====== Data supplied
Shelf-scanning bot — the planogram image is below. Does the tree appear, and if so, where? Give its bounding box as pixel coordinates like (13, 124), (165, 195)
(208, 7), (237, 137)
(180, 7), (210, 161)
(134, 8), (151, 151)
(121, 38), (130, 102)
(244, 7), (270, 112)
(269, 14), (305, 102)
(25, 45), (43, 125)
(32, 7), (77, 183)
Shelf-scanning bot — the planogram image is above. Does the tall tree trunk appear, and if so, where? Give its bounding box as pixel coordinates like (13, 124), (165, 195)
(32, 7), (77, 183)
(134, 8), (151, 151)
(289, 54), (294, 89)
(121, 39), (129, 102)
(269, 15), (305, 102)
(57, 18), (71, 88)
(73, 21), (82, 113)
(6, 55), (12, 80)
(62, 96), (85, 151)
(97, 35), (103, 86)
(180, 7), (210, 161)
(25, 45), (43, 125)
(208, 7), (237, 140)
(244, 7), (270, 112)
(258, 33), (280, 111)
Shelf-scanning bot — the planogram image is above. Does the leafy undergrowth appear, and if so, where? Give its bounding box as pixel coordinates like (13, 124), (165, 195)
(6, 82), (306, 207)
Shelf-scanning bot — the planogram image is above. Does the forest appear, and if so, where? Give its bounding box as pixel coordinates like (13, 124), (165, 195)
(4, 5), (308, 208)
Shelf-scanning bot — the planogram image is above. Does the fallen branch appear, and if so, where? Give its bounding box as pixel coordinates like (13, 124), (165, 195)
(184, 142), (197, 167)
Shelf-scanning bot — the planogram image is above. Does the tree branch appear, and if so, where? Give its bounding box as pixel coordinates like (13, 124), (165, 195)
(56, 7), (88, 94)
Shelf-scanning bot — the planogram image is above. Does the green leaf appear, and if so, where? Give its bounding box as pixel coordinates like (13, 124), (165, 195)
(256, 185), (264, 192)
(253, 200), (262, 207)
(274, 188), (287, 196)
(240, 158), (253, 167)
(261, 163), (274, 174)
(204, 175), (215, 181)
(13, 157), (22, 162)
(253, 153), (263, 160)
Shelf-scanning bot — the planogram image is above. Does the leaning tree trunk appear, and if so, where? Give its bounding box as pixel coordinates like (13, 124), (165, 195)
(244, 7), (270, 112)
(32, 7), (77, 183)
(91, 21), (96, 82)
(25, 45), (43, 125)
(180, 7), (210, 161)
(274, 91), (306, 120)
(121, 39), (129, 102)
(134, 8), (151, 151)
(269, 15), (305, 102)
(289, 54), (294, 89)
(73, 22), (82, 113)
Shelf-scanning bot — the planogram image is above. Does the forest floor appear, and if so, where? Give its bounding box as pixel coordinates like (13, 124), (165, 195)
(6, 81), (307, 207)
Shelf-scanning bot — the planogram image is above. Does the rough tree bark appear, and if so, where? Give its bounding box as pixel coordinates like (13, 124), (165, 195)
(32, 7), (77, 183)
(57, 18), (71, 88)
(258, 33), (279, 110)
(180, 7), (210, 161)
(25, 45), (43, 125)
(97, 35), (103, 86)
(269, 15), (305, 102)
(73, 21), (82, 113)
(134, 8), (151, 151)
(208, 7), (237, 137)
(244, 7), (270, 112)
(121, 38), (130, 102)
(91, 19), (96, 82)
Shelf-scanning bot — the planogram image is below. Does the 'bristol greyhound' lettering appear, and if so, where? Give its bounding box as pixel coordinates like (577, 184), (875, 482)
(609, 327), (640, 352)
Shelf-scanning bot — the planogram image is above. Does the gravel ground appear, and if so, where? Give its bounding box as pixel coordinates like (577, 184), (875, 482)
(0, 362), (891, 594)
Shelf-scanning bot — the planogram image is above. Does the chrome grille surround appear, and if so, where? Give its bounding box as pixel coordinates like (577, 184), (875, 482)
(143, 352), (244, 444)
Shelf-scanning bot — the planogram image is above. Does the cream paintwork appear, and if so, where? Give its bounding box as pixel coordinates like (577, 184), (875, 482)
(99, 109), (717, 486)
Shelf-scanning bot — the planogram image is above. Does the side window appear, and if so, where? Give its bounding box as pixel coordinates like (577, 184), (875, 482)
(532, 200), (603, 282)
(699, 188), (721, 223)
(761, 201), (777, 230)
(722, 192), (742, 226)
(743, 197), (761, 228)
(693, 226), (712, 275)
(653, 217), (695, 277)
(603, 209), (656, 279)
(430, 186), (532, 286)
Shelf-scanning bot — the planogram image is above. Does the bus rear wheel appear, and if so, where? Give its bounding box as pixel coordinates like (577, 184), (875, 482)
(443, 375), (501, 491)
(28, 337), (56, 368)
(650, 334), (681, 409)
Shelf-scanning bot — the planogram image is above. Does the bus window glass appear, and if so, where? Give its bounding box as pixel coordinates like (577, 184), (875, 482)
============
* Exercise: Quote all of the items above word for word.

* Answer to the problem:
Shelf-scanning bot — the planogram image is below. Does the tree appear, and if so, where? Give its bounding box as pixel coordinates like (13, 124), (165, 195)
(208, 7), (237, 137)
(180, 7), (210, 161)
(134, 8), (151, 151)
(121, 38), (130, 102)
(244, 7), (270, 112)
(269, 14), (305, 102)
(25, 45), (43, 125)
(32, 7), (77, 183)
Shelf-scanning bot — the planogram image is above. Does the tall tree trunk appear, and if so, where? Give its bounding box as pixel coordinates like (13, 124), (165, 195)
(32, 7), (77, 183)
(134, 8), (151, 151)
(289, 54), (294, 89)
(121, 39), (129, 102)
(269, 15), (305, 102)
(57, 18), (71, 88)
(73, 21), (82, 113)
(6, 55), (12, 80)
(62, 96), (85, 151)
(97, 35), (103, 86)
(180, 7), (210, 161)
(25, 45), (43, 125)
(208, 7), (237, 140)
(244, 7), (270, 112)
(258, 33), (280, 111)
Shelf-scanning bot — the planogram image is above. Does the leafy undergrowth appear, and if so, where? Give its bounding box as pixel coordinates like (13, 124), (165, 195)
(6, 82), (306, 207)
Shelf-scanning bot — the planogram image is above. Does the forest appear, and if so, where? Give its bounding box as pixel coordinates like (13, 124), (165, 195)
(4, 5), (308, 208)
Shelf-scanning bot — the planogram image is above. Does the fallen branch appear, and if so, where? Give its bounding box as pixel coordinates like (13, 124), (165, 195)
(184, 142), (197, 167)
Shelf-scanning bot — the planogram image is above. Does the tree branch appear, and if so, where? Give its bounding box as pixel coordinates like (13, 124), (165, 195)
(56, 7), (88, 94)
Shelf-scanning bot — the planogram image is above. Does the green leaf appear, and if so, where? Give its bounding box as pixel coordinates like (13, 124), (165, 195)
(256, 185), (264, 192)
(253, 200), (262, 207)
(274, 188), (287, 196)
(240, 158), (253, 167)
(261, 163), (274, 174)
(204, 175), (215, 181)
(13, 157), (22, 162)
(253, 153), (263, 160)
Shelf-scanning bot — the planogram image is above. Does the leaning tree trunk appear, and if so, where? Give its bounding box as pixel coordinates like (13, 124), (165, 195)
(244, 7), (270, 112)
(32, 7), (77, 183)
(91, 21), (96, 82)
(25, 45), (43, 125)
(180, 7), (210, 161)
(274, 91), (306, 120)
(121, 39), (129, 102)
(134, 8), (151, 151)
(269, 15), (305, 102)
(289, 54), (294, 89)
(73, 22), (82, 113)
Shelf-scanning bot — the planogram image is above. Does the forest floor appear, and if so, where? Give its bounding box as pixel coordinates like (13, 124), (165, 195)
(6, 81), (307, 207)
Shelf-scanning bot — the planogram image is above. Does the rough tree bark appear, and if so, where? Give its bounding box as pixel coordinates like (13, 124), (165, 195)
(32, 7), (77, 183)
(57, 18), (71, 88)
(258, 33), (279, 110)
(180, 7), (210, 161)
(25, 45), (43, 125)
(97, 35), (103, 86)
(269, 15), (305, 102)
(73, 21), (82, 113)
(134, 8), (151, 151)
(208, 7), (237, 137)
(244, 7), (270, 112)
(121, 38), (130, 102)
(91, 19), (96, 82)
Shelf-scanning bot — the planogram image is below. Does the 'bristol greyhound' lettering appear, and if so, where? Give its bounding box as pixel coordinates like (577, 184), (875, 482)
(609, 327), (640, 352)
Shelf-scanning bot — the planogram image is above. Does the gravel ground appear, and if so, where? Give its bounding box as pixel coordinates like (577, 184), (875, 482)
(0, 362), (891, 594)
Shelf-scanning bot — the planogram image is above. Does the chrome grille surround appear, and if so, where? Give its bounding box as pixel coordinates like (577, 184), (875, 482)
(143, 352), (244, 444)
Shelf-scanning bot — the planogram image is above. Does the cream paintwork appear, and if so, where? Give its bounding box as pixel coordinates like (577, 184), (875, 482)
(99, 109), (717, 486)
Shelf-scanning bot — the planogram image is above. Does the side window appear, and if so, where? Give its bounding box as pixel coordinates like (577, 184), (875, 482)
(532, 200), (603, 282)
(699, 188), (721, 223)
(761, 201), (777, 230)
(722, 192), (742, 226)
(743, 197), (761, 228)
(693, 226), (712, 275)
(653, 217), (695, 277)
(603, 209), (656, 279)
(430, 186), (532, 286)
Shelf-scanning bot — the planogram image is above. Does the bus rear wheel appear, and if so, where? Give its bounding box as pixel coordinates like (577, 184), (875, 482)
(443, 375), (501, 491)
(28, 337), (56, 368)
(650, 334), (681, 409)
Shelf-scanning bot — the planogram image is above. Does the bus window glass appear, and if so, where? Give its bounding box as pixel coordinates like (577, 184), (875, 482)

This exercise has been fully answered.